**Work instruction:** A verbatim repeat of the lines below is required, with the pictures removed.

**Recorded data:**
# # # # # # #

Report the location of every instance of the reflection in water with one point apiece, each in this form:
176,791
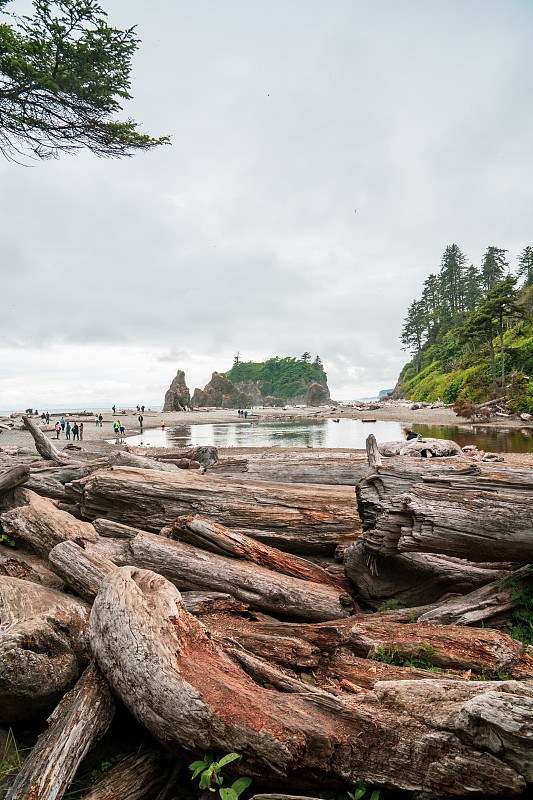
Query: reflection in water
347,433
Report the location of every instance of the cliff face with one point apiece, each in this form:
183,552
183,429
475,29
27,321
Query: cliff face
220,392
177,397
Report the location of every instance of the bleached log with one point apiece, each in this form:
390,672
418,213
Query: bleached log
411,579
14,477
218,539
141,774
79,721
190,568
160,662
43,645
28,567
302,518
41,525
339,468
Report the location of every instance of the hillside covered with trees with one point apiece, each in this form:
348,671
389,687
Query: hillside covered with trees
284,378
471,333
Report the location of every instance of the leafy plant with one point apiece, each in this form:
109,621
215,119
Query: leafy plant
210,771
360,790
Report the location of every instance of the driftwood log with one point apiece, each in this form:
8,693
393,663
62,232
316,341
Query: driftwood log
160,662
302,518
411,579
217,539
482,514
342,468
79,721
43,646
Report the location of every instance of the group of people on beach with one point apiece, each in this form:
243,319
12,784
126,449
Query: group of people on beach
67,429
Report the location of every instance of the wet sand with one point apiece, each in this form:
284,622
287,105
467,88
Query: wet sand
152,419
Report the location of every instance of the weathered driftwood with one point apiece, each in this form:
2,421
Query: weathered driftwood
79,721
421,448
205,455
42,647
342,468
28,567
50,481
498,718
44,446
303,518
14,477
445,646
411,579
81,570
190,568
146,772
161,663
482,515
40,524
218,539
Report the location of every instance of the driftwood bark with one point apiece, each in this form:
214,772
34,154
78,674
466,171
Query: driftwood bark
44,446
411,579
218,539
141,774
28,567
79,721
159,660
341,468
14,477
482,515
190,568
302,518
41,525
44,634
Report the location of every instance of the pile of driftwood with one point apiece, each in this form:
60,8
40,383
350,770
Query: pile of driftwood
222,613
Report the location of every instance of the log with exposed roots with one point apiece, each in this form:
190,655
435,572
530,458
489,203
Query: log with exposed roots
302,518
161,663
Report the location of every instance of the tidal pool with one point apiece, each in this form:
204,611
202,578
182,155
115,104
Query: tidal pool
347,433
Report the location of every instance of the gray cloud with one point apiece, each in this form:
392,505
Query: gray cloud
323,157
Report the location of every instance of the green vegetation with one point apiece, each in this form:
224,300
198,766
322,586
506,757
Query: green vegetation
522,596
64,74
471,333
210,772
280,377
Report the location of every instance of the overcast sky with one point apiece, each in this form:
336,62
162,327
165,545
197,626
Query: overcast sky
324,154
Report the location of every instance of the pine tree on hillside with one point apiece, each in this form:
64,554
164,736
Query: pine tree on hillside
525,265
494,267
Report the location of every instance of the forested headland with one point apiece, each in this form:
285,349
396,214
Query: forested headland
470,334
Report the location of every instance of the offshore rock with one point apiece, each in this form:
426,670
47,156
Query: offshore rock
220,392
177,397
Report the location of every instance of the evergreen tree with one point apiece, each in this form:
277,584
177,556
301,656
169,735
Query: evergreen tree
473,291
452,275
525,266
63,78
493,267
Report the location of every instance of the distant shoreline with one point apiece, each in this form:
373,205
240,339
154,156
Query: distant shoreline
153,419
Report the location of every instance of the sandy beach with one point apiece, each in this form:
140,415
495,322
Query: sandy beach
93,433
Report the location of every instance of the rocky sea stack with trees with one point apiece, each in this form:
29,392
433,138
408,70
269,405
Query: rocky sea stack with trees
471,333
274,382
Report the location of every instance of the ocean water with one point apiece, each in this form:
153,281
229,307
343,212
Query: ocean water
347,433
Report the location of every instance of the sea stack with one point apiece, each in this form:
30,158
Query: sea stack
178,397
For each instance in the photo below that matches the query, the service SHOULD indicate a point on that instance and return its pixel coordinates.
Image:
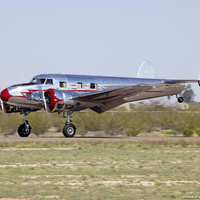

# # # # # # #

**Output of the task:**
Report the location of every instance of the reflection in water with one point apiece, each in this form:
176,791
Query: reflection in water
347,433
Report the location of every instance of the cliff face with one point apiece, each in this form:
183,552
183,429
475,29
27,321
Query: cliff face
220,392
177,397
Report the location of every instance of the bleached log with one point apiece, each in this form:
390,672
418,213
Query: bleached log
411,579
14,477
218,539
141,774
79,721
190,568
160,662
43,645
28,567
302,518
41,525
339,468
Report the location of every instance of the hillside covered with trees with one point apiece, each in this form:
348,671
389,687
Query: hillside covered with trees
284,378
471,333
Report the location of every instance of the leafy plant with one point apiece, each in this form:
109,621
215,119
Query: leafy plant
210,771
360,790
Report the location of every instance of the driftwood log with one point apiece, each in this form:
8,693
393,663
62,232
316,341
Query: driftwood log
160,662
302,518
411,579
217,539
482,514
342,468
79,721
43,646
Report the location of every instance of the group of people on beach with one point apiece, each in this form:
243,319
12,784
126,449
Query: group of people on beach
67,429
Report the location of every instance of the wet sand with one point apiece, each in this form:
284,622
287,105
467,88
Query: wet sand
152,419
Report the location of every instance of the weathered driftwood with one point apiece, each in this form:
2,421
Query: weathered driftwood
79,721
421,448
205,455
42,647
342,468
28,567
50,481
498,718
44,446
303,518
14,477
445,646
411,579
81,570
190,568
146,772
161,663
482,515
40,524
218,539
Report the location of every instance of the driftwood bark with one point apiece, each in this form:
214,772
34,154
78,674
466,171
Query: driftwood bark
44,446
411,579
218,539
141,774
28,567
79,721
159,660
341,468
14,477
482,515
190,568
302,518
41,525
44,634
Report the location of every instance of the pile of driftwood with one point apiece, each in this form:
60,8
40,383
350,770
Query: pile of driftwood
222,613
Report the location of every instance of the log with exposed roots with one point apiece, each in this form:
190,655
435,572
530,458
489,203
Query: log with exposed roots
302,518
161,663
Report the location of every instance of the tidal pool with one point apiece, each in this form:
204,611
202,578
182,155
115,104
Query: tidal pool
347,433
Report the location of every instance of the gray cloud with one point apiece, each in this form:
392,505
Query: gray cloud
323,157
Report the location of every instance of the green vegetation with one point apiece, each in this form:
224,300
198,766
322,586
506,757
Query: green vegetation
522,596
64,74
471,333
210,772
280,377
Report the location of every instance of the overcast sky with one point apiece, each in this form:
336,62
162,327
165,545
197,626
Query: overcast sky
324,154
Report the location of every instance of the pine tree on hillside with one point apiece, each in this form:
64,554
164,736
Query: pine tree on hillside
525,265
494,267
Report the location of every instance of the forested headland with one point apiece, each in this form:
285,349
396,214
Query: forested headland
470,334
Report the location of every instance of the offshore rock with one point apiece, each in this form:
426,670
47,156
Query: offshore rock
220,392
177,397
Report the location of every instance of the evergreen tree with one point apiece, each in this form:
277,584
177,556
301,656
169,735
Query: evergreen tree
473,291
452,275
525,266
63,78
493,267
Report the location of every instance of the distant shoreline with one point apiece, each in this form:
373,205
240,339
154,156
Query: distant shoreline
153,419
Report the location of every instance of the sandy beach with one point apiece, each in this form:
140,415
495,322
Query: sandy beach
93,433
Report the location of every instance of the rocky sea stack with trees with one point apiece, each in this form:
29,392
433,138
408,70
269,405
Query: rocky sea stack with trees
471,333
274,382
Report the location of every instance of the ocean water with one point apiece, each in this form:
153,281
229,307
343,212
Query: ocean water
347,433
Report the location of every instance of the sea stack with one point apiece, each in this form:
30,158
Query: sea stack
178,397
For each instance in the photo below that matches the query, the service SHOULD indicate a point on that instance and return its pixel coordinates.
Image:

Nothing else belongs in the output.